- [GIVEN INSTRUCTION]: Repeat all entries exactly.

- [STORED RECORDS]:
************

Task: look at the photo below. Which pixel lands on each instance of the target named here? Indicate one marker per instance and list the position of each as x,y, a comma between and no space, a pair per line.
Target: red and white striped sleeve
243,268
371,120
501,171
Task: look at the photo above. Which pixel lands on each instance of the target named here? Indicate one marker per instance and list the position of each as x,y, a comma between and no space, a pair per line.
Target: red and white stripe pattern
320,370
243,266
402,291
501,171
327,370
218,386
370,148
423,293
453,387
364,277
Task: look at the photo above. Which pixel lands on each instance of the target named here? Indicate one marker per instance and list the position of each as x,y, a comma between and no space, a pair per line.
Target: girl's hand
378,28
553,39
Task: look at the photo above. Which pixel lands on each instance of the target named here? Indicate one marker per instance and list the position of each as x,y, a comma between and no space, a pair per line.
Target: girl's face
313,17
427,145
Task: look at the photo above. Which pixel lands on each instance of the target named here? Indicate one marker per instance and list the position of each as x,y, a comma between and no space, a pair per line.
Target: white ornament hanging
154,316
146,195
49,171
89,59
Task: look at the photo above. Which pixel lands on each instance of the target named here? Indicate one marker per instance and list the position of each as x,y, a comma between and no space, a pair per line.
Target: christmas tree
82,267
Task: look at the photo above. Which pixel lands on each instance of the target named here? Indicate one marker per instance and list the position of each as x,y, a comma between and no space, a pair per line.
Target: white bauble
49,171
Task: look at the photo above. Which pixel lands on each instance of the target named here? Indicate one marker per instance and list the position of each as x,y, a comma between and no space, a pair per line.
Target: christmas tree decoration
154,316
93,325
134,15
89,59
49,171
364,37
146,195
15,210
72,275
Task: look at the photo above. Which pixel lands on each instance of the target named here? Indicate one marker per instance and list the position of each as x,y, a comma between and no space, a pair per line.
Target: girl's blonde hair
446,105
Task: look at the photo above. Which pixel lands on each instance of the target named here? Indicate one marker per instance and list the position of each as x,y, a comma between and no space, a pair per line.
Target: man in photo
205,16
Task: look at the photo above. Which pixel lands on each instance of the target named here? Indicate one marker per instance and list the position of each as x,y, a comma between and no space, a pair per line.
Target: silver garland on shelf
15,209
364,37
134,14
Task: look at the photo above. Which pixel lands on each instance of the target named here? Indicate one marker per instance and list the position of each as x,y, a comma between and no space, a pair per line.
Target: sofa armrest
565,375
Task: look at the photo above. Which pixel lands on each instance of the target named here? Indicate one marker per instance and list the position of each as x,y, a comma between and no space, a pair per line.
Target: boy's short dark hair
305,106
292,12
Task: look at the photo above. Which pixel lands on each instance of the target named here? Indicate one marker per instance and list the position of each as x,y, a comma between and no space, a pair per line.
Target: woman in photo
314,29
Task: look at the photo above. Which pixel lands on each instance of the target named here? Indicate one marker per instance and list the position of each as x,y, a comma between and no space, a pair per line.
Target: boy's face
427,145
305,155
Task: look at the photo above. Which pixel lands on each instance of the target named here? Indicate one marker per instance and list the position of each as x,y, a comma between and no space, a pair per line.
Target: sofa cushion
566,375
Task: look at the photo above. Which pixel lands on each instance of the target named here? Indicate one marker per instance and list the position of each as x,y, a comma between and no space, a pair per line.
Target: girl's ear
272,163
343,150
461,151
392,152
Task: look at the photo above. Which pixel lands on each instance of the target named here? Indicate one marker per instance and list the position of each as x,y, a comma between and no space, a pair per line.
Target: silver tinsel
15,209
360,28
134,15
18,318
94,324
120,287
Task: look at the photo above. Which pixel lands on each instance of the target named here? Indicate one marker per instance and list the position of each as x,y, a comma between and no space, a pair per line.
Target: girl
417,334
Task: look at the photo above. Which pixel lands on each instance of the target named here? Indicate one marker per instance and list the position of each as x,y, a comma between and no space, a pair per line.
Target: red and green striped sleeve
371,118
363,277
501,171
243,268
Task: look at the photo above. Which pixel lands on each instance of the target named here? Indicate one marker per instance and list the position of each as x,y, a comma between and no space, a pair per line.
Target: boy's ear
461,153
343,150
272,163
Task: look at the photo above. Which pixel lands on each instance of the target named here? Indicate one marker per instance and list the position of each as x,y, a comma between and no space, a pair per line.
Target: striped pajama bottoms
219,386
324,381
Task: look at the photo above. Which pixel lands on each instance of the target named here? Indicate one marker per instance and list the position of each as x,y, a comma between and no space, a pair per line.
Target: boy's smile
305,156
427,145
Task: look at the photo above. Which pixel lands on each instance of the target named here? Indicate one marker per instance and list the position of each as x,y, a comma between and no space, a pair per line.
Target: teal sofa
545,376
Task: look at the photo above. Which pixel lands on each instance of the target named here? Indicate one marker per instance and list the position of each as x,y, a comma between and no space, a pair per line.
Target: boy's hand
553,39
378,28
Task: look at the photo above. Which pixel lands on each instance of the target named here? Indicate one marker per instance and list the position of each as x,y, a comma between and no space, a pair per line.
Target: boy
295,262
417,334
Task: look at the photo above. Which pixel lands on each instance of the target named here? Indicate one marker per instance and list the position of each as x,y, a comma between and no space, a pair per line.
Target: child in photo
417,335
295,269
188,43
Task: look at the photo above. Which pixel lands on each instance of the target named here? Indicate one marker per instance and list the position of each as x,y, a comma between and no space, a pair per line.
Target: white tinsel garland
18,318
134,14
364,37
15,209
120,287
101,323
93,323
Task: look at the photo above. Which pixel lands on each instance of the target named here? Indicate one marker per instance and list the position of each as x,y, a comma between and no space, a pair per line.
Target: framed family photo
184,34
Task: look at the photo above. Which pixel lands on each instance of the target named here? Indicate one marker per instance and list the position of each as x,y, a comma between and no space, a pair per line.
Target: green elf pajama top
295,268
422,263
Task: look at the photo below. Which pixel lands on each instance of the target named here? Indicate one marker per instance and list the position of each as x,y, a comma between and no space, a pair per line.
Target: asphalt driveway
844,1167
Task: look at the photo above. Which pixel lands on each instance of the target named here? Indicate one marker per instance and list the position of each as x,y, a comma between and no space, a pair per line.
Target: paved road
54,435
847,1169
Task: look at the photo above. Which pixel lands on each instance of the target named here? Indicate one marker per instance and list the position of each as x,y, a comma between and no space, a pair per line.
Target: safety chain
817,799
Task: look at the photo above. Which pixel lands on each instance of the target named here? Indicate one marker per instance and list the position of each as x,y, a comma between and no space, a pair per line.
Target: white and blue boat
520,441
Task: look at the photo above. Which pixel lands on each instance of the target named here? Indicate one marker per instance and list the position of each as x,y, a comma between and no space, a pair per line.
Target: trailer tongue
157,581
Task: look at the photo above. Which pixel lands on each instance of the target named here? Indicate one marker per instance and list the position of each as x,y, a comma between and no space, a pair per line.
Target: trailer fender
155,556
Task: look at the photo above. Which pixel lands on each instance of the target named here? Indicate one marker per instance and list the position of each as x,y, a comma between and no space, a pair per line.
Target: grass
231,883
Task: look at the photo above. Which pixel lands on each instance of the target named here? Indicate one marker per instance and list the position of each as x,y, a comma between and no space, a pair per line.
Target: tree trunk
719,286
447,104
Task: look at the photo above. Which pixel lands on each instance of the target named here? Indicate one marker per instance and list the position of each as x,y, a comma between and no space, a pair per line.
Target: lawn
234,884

************

- [SOLUTION TO THE EXERCISE]:
Task: look at the photo below. Which pixel lands on each instance of the target named here? Indicate one marker per instance and list the position of each as x,y, a comma between and no space, a pair per line.
Target: red and white striped sleeve
243,268
371,120
501,171
Task: look at the photo above. Which pixel lands on each instance of the target named here? Indicate one marker per instance and list the position of each as x,y, a comma between and no space, a pair per line.
Target: red and white stripe pattern
320,370
243,266
402,291
501,171
327,370
218,386
370,148
423,293
453,387
364,277
Task: look at the photo above. Which pixel lands on each instance of the target named here? Indicate one marker per instance and list the position of each as x,y, a comma between and no space, a pair per line.
Target: girl's hand
378,28
553,39
Task: look at the photo above. Which pixel lands on each instance of the target named here? Indicate one marker per instance and list the position of each as x,y, a comma between and no space, a pair per line.
Target: girl's face
313,17
427,145
Task: look at the photo above. Which pixel lands on each instance of the target named here? Indicate one marker per instance and list the position of each as x,y, a comma between and no space, a pair per line.
Target: white ornament hanging
154,316
146,195
49,171
89,59
Task: look at the photo above. Which pixel lands on each instance of the target named here? Indicate one marker per instance and list the position of each as x,y, a comma between and no space, a pair per line.
Target: christmas tree
82,267
Task: look at the photo above. Which pixel lands on each instance of the target named here? Indicate one marker per instance and list the position of each as x,y, a comma between and no space, a pair per line.
Target: white bauble
49,171
Task: look at the photo above. Which pixel lands on each instance of the target named here? Indicate one marker per instance and list the position of each as x,y, a comma between and no space, a pair per line.
Target: christmas tree decoration
154,316
93,325
134,15
89,59
49,171
364,37
146,195
15,210
72,275
Task: look at the photo above. Which pixel lands on each instance of the target named here? Indicate one marker per instance and list the position of each as x,y, a comma between and no space, a pair per line.
Target: girl's blonde hair
446,105
Task: look at the photo above. Which pixel lands on each instance of the target named here? Indicate one marker per instance and list the position of each as x,y, a comma between and no space, a pair per line.
Target: man in photo
205,16
Task: look at the photo above. Which pixel lands on each instance of the target named here? Indicate one marker per instance and list the position of each as x,y, a comma between and no space, a pair per line.
Target: silver garland on shelf
15,209
364,37
134,14
Task: look at the photo above. Which pixel lands on each instance of the target named here? Indicate one marker per instance and list the position of each as x,y, a comma between and no space, a pair per line.
Target: sofa armrest
565,375
Task: look at the photo above. Which pixel lands on each instance of the target named here? Indicate one marker per instance and list the position of each as x,y, a comma between and no space, a pair per line.
Target: boy's short dark hair
305,106
292,12
Task: look at the photo above. Which pixel lands on each instance of the target named here? Indicate one marker per instance and list the position of each as x,y, a comma between and no space, a pair per line.
Target: woman in photo
314,29
Task: look at the photo above. Which pixel lands on each instance of the target named here? Indicate one marker per instance and list the position of each as x,y, a comma between and no space, a pair per line.
Target: boy's face
427,145
305,155
Task: look at the photo above. Which pixel lands on each instance of the target named here? Indicate one marker per instance and list the position of each as x,y, a comma between and no space, a pair per line.
Target: sofa cushion
566,375
Task: look at the photo above. Which pixel lands on each instance of the target named here? Indicate one marker per instance and list the position of each as x,y, a comma between and no space, a pair per line.
Target: girl's ear
272,163
343,150
461,151
392,152
Task: look at the photo above. Which pixel lands on each instance of the target named here? Indicate one marker per instance and list the position of each as x,y, a comma between and no space, a pair per line.
Target: silver tinsel
15,209
360,28
134,15
18,318
94,324
120,287
Task: look at the photo above. Which pixel lands on each instance of the target named here? Indicate one marker per instance and list the position of each as x,y, a comma between and no space, a pair per line.
Target: girl
417,334
Task: look at the photo above. Which pixel lands on each instance of the target named here? Indicate one marker per instance and list the position of each as x,y, a comma between and no space, a pair per line.
Target: red and green striped sleeve
371,118
363,277
501,171
243,268
Task: look at the photo above. Which pixel lands on each instance of the target named here? Indicate one marker per instance and list the position of each as x,y, a comma between and no space, a pair per line.
Target: boy's ear
461,153
343,150
272,163
Task: look at the photo above. Which pixel lands on each instance of the target named here? Indicate one marker per instance and list the position of each as x,y, a comma between and no space, a pair per line.
Target: striped pajama bottoms
219,386
324,381
Task: look at the photo above. Which pixel lands on each instance of the target named here? Indicate one marker per instance and list the position of each as x,y, a comma between and no space, a pair per line.
Target: boy's smile
305,156
427,145
Task: look at the photo above. Which pixel lands on each instance of the target named here? Indicate one marker per instance and list the position of each as x,y, a comma between and no space, a pair per line.
Target: teal sofa
545,376
Task: look at the photo above. Which pixel lands on each instance of the target named here? Indicate one marker per instance and list the position of each as x,y, a comma between and no space, a pair per line.
Target: boy's hand
553,39
378,28
Task: look at the photo above. Which pixel lands on each instance of the target named here? Indicate one marker per instance and list the position of each as x,y, a comma between and no space, a pair per line.
Target: boy
295,262
417,334
Task: look at the photo above. Which pixel lands on each instance of the target named here? Indicate one marker per instance and list the position of each as x,y, a comma between and no space, a pair per line.
Target: child in photo
417,335
295,269
188,43
Task: look at the photo above. Which pixel lands on each instance of the target named here? Indicate one marker per instance and list the position of each as x,y, a comma between and no space, a pair per line.
Target: white tinsel garland
18,318
134,14
364,37
15,209
120,287
101,323
93,323
Task: look at the photo above. Which pixel lands on each instance of the target named here? Indicate one marker per instance and list the position of each as x,y, a comma between and no space, a pair per line.
Target: framed family photo
184,34
Task: look at the photo above. Which pixel lands on each instance of the target named here? Indicate one marker per instance and list the position of each as x,y, a comma between and no space, a pair per line.
Target: green elf pajama top
295,268
422,263
Task: look at the photo below. Which pixel lands on each instance of the target named here? Indicate one marker per instance and list the position of each as x,y, a comma between and no space, a pair per line.
Target: asphalt driveway
844,1167
Task: look at the photo above. Which pixel lands on each instance of the target named here? Indicate one marker per instance and list the position of each as x,y, a comma between and no space, a pair per line.
Target: paved road
54,435
847,1169
Task: look at the photo above. Which pixel lands on each instance of the target named here? Indicate one marker per instance and list the position of each as x,y, a comma between and no space, a pair per line.
Target: safety chain
817,799
Task: look at the photo above. Which pixel lands on each instance of the target named here? Indicate one marker per instance and list the position of each as x,y, a comma between and no space, a pair per line.
Target: white and blue boat
520,441
Task: look at the photo above. Which pixel lands on each instance of the target named here? Indicate one marker per instance and list the position of each as x,y, a comma between and no space, a pair per line.
Target: trailer tongue
157,581
Task: look at the photo above. Which pixel lands on each instance of the target named here? Indicate one marker per instance and list the position of each as x,y, a comma between and no space, a pair per line.
Target: trailer fender
155,556
Task: look at the photo above. Which pixel lands on each instance of the target named here? Indicate one marker per instance and list the position of each as x,y, a comma between and no space, a pair per line.
Target: grass
231,883
Task: look at the photo above. Which pixel lands on each instance of the target named here? Indicate one marker per instance and list the position of each as x,y, a comma between and no space, a pair per line.
Target: tree trunk
719,286
447,104
Task: look at the photo above. Which pixel lands on each instance of the target named here? Indicate one marker per instance and list the position of each as x,y, a comma between and no space, a pair per line.
Target: lawn
234,884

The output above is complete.